§ **DOCUMENT**
>> Start

# Different types of ferrets



## TalulaTarantula (Jan 21, 2011)

So went round a friends last night, and he showed me his ferrets, all working and they were all adults, however they were really really small, not including the tails id say they were the same size as a fancy rat (lengthwise) , they could easily fit through a toilet tube as he demonstrated to me, he said they come from a spanish bloodline but cant remember what else he said.

lovely little things and said i could have one as well as some of his fancy rats he also breeds when they all have babies.

Just wondering what other types of ferrets there are, as the ones i had as a kid were huge compared to these little things.


----------



## Draco (Nov 23, 2005)

they will just be small ferrets.

some people call them micro ferrets. But there no different than the normal bog standered ferret.


----------



## x Sarah x (Nov 16, 2007)

I assume jills ?

They are just small ferrets, i have one myself who was a rescue. They even get tiny hobs in sometimes.
As said above some people claim to breed micro ferrets, as with most micro/teacup animals they are just small individuals that are bred together to try make more and don't always breed true.


----------



## miss_ferret (Feb 4, 2010)

>> End

§ **DIRECTIONS FOR THIS TASK**
List every username that appears as a post header in the ferret thread above.

§ **AVAILABLE DATA**
>> Start

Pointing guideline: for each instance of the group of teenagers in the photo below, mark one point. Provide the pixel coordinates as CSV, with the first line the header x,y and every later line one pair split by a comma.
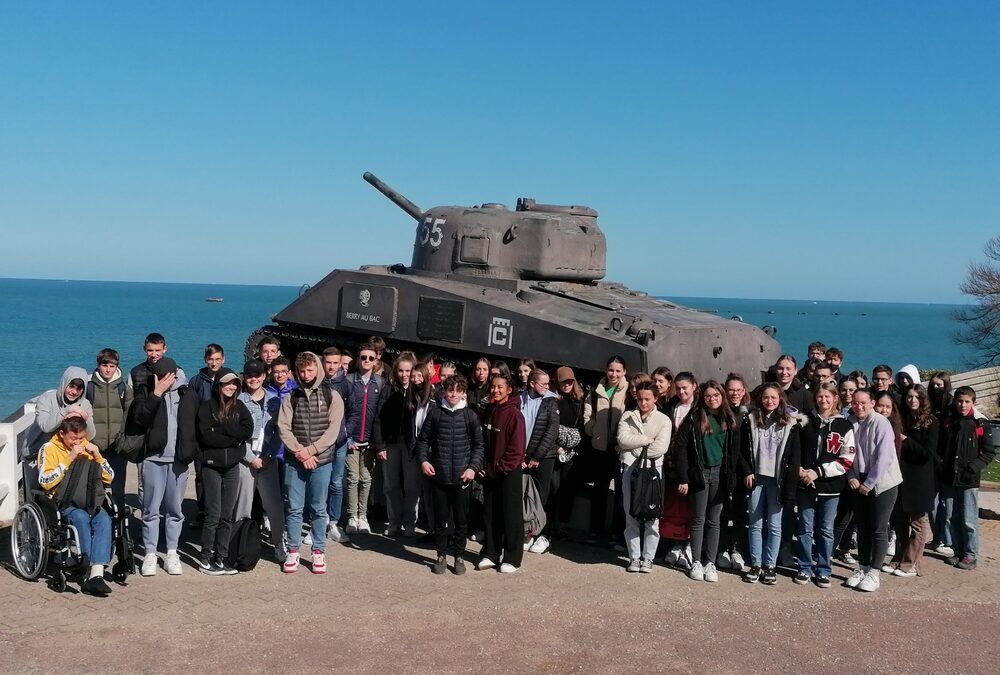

>> End

§ **RIGHT ANSWER**
TalulaTarantula
Draco
x Sarah x
miss_ferret